▶ **SOURCE EXTRACT**:

§ §

WAILUA — Coco Palms was a popular destination for movie stars, including Frank Sinatra and Bing Crosby. Before history-making memories were made, a story of another sort — with an even deeper history — took place. “I exhumed 81 skeletons
WAILUA — Coco Palms was a popular destination for movie stars, including Frank Sinatra and Bing Crosby.
Before history-making memories were made, a story of another sort — with an even deeper history — took place.
“I exhumed 81 skeletons all buried sitting down and facing east with their arms crossed over their chests,” said Valentine Ako, who was contracted to excavate for the construction of buildings Two and Three of the iconic Coco Palms resort in the early 1950s.
The owner of the legendary resort at the time, Grace Guslander, gave him clear directive.
“Mrs. Guslander told me, ‘Take care of it,’” Ako said, recounting the incident. “I told Mrs. Guslander that if they ever touched that grave, Coco Palms was not going to last.”
The retired 30-year construction worker said he relocated the skeletons close to where the Coco Palms Lounge was built. Then he participated in a service for the bodies he had unearthed.
Rev. Richard Chun presided over several similar services held on the property, which sits on a coconut grove. At the time, he was one of the ministers who performed up to as many as 80 weddings a year in the chapel at Coco Palms over a 14-year time frame.
Chun recounted the mid-morning burial service, which he said focused around a small box of bones that was being reburied from the land were Coco Palms was built. It was on the Lihue side of the lobby.
“We did it quietly with a small group of staff, not more than a half a dozen people, remembering the gifts that those we buried had shared with this island,” Chun recalled.
Nancy McMahon, the Hawaii state archaeologist from 1988 to 2010, said a plaque was placed on a rock near the hotel entryway commemorating the lives of those who were re-interred.
David Penhallow Scott, author of “The Story of the Coco Palms Hotel,” said that taking care of the bones became a top priority once they were unearthed.
“Grace always did the interment right away after the bones were discovered and, because of her sensitivity, there was no opposition during her tenure,” he said. “From all those who were involved, when bones were discovered, all worked stopped until the bones were blessed and re-interred.”
More than 40 years after Ako told Guslander about the grave, Coco Palms Hotel was destroyed when Hurricane Iniki struck Sept. 11, 1992. It has been shuttered ever since.
Archaeologist and Project Director for Aina-Pacific Consulting Chris Landreau said he doesn’t have hands-on experience with the Coco Palms site but native populations were high in Hawaii before Europeans arrived.
“Any time there is development, there is a chance you will encounter human interment,” Landreau said. “Ancient Hawaiians lived on every coastline in Hawaii. They had large-scale irrigation works, tremendous earthworks, camp fires, complex agriculture. We find evidence of their lives and where they lived and died.”
McMahon said some burials date back to the 1200s.
“I still believe there are even populations back to 300 A.D., but we’ve lost a lot of shorelines due to hurricanes and tsunamis,” she said. “At some point in time, they disintegrate or are lost to Mother Nature and the ocean. Kapaa is full of burials under the homes. You need to be sensitive to what you do with them.”

§ §

▶ **STORED RECORDS**:
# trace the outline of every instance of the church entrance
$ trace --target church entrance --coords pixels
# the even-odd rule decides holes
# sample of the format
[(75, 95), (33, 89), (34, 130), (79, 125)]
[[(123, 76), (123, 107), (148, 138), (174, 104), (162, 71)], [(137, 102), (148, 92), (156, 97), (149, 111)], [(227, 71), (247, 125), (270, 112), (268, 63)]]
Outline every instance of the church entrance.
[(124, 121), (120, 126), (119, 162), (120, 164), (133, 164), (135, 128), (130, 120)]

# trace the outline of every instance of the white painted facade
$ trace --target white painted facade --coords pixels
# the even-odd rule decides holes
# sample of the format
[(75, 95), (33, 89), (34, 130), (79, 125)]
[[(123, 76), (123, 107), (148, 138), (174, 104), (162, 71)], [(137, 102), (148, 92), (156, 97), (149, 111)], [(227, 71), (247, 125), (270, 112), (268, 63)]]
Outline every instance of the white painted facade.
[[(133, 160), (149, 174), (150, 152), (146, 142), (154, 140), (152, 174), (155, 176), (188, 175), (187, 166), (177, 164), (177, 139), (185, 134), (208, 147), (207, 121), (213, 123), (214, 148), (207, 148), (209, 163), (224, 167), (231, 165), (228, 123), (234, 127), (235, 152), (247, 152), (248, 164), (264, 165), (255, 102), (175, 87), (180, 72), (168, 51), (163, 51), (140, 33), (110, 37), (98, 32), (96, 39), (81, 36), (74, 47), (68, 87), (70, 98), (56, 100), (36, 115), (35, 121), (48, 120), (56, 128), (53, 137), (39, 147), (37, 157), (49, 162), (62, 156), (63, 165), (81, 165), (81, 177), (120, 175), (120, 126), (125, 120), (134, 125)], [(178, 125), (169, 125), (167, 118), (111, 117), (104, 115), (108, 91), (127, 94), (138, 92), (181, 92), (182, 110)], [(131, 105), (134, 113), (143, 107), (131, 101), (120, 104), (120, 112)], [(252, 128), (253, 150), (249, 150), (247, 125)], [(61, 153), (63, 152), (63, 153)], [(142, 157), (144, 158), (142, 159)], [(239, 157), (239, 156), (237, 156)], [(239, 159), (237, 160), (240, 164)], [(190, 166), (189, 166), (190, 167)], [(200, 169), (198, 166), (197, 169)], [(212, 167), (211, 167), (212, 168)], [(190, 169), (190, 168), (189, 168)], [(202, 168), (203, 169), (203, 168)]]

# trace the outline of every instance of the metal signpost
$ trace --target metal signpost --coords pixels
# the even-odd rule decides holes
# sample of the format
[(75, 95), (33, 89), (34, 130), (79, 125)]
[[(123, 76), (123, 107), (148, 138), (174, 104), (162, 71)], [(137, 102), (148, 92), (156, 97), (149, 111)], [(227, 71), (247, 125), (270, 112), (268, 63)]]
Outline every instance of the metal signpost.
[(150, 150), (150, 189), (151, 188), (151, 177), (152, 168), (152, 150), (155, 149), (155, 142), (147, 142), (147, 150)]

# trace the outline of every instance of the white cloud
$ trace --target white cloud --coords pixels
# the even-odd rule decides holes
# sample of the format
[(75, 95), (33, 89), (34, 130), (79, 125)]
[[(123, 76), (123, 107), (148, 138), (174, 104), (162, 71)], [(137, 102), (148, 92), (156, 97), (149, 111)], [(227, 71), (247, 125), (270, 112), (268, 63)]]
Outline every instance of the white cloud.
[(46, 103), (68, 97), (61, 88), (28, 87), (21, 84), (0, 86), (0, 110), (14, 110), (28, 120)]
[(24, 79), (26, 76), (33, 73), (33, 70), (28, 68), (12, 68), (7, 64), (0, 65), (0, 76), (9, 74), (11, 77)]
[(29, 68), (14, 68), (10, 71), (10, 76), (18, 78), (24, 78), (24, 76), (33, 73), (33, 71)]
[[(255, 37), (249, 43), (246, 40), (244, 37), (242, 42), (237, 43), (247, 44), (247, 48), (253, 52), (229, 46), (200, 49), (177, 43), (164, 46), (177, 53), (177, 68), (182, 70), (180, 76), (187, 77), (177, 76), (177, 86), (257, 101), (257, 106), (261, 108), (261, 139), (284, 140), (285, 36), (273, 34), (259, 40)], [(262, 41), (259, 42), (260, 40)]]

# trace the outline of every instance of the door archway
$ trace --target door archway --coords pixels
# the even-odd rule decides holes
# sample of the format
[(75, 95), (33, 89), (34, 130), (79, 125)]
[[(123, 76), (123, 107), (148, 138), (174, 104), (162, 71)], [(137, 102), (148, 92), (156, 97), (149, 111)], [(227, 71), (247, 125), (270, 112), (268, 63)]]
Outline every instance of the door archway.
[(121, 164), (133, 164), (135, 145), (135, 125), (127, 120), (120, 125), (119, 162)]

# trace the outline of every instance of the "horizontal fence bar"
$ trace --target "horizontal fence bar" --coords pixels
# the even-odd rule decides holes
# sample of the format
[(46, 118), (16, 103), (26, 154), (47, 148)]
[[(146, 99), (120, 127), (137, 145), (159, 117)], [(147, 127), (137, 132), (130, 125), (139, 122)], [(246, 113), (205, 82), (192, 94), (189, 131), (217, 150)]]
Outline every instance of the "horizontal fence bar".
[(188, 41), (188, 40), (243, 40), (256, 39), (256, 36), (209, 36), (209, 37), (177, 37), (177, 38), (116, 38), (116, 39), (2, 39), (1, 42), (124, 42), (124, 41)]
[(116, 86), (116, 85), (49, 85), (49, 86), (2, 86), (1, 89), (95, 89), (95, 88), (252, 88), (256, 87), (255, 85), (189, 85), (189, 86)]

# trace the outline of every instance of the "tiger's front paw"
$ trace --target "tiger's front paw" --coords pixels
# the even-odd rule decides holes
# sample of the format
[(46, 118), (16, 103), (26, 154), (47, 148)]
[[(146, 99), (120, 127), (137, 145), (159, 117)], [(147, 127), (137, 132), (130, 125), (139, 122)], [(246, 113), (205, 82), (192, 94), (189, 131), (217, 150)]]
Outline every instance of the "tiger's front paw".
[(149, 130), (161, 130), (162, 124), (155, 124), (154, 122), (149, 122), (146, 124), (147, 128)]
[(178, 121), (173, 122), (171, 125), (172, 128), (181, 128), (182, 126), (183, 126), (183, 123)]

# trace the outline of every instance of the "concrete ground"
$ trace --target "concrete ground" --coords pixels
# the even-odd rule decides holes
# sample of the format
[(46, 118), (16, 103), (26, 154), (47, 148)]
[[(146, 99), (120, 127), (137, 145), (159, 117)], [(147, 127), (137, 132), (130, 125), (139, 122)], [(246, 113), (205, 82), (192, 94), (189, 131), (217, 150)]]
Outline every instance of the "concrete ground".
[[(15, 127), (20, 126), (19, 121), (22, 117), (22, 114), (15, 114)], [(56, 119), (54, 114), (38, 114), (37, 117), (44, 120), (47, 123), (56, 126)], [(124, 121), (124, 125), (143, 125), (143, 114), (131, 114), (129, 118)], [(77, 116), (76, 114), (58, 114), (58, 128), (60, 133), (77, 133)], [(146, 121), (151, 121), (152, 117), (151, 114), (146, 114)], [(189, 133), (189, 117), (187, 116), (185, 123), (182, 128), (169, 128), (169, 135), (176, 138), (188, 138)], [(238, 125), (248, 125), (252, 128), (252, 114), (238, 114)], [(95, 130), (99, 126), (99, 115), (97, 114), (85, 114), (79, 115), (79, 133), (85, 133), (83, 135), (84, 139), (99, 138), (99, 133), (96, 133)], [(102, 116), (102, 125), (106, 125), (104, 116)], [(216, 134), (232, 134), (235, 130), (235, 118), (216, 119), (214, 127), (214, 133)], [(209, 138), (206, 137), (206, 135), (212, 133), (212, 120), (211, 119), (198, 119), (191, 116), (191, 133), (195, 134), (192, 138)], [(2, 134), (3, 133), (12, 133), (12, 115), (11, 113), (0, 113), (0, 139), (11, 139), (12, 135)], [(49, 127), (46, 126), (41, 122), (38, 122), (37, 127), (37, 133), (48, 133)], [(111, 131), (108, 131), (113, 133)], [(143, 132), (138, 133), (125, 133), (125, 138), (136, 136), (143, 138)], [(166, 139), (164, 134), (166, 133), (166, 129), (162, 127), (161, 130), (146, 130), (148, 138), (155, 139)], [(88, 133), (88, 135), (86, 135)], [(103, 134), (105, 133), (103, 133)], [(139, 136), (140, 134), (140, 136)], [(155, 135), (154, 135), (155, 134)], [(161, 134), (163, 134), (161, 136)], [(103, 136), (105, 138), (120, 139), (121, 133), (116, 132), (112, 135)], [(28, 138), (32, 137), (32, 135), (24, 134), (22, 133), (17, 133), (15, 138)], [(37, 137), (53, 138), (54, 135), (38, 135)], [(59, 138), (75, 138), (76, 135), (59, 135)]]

§ §

▶ **EXERCISE SET**:
(a) Using the Coco Palms article, decide whether each statement agrees with it: (i) Valentine Ako exhumed 81 skeletons that were buried facing west. (ii) Coco Palms Hotel was destroyed when Hurricane Iniki struck in 1992. (iii) Rev. Richard Chun performed weddings at the Coco Palms chapel over a 20-year span. For each, answer yes or no and quote the deciding words.
(b) Switch "small" to "modest" and write out the passage from the Coco Palms article starting at "Chun recounted the" and ending at "who were re-interred.".

▶ **SOLUTIONS BY TASK**:
(a)
(i) No: "all buried sitting down and facing east with their arms crossed over their chests"
(ii) Yes: "Coco Palms Hotel was destroyed when Hurricane Iniki struck Sept. 11, 1992"
(iii) No: "performed up to as many as 80 weddings a year in the chapel at Coco Palms over a 14-year time frame"

(b)
Chun recounted the mid-morning burial service, which he said focused around a modest box of bones that was being reburied from the land were Coco Palms was built. It was on the Lihue side of the lobby.
“We did it quietly with a modest group of staff, not more than a half a dozen people, remembering the gifts that those we buried had shared with this island,” Chun recalled.
Nancy McMahon, the Hawaii state archaeologist from 1988 to 2010, said a plaque was placed on a rock near the hotel entryway commemorating the lives of those who were re-interred.